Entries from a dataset
------------------------------------------------------------

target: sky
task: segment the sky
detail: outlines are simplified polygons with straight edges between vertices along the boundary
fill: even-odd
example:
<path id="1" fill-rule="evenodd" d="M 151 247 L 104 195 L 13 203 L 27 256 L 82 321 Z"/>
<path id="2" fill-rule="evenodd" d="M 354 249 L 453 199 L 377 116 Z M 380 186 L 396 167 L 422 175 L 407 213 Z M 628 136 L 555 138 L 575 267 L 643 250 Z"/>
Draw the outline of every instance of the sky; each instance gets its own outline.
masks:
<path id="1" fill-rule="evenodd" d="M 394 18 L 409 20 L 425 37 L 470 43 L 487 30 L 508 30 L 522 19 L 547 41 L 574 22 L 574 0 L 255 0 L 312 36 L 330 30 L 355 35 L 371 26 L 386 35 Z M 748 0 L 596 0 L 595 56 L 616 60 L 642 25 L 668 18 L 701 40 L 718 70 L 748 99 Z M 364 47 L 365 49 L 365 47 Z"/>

------------------------------------------------------------

SHORT TASK
Rewrite all of the entries with "straight edges" changed to "straight lines" and everything else left as it is.

RESULT
target: sky
task: segment the sky
detail: outlines are simplified polygons with straight lines between vertices along the boundary
fill: even-odd
example:
<path id="1" fill-rule="evenodd" d="M 151 247 L 104 195 L 13 203 L 27 256 L 82 321 Z"/>
<path id="2" fill-rule="evenodd" d="M 354 249 L 453 199 L 377 116 Z M 380 186 L 396 167 L 422 175 L 407 213 Z M 628 136 L 555 138 L 575 267 L 643 250 Z"/>
Draw the outline of every instance of the sky; each instance gets its own outline.
masks:
<path id="1" fill-rule="evenodd" d="M 394 18 L 409 20 L 425 37 L 470 43 L 487 30 L 508 30 L 522 19 L 547 41 L 574 22 L 574 0 L 255 0 L 312 36 L 330 30 L 355 35 L 371 26 L 386 35 Z M 748 0 L 596 0 L 595 56 L 616 60 L 642 25 L 668 18 L 701 40 L 718 70 L 748 99 Z M 364 47 L 365 49 L 365 47 Z"/>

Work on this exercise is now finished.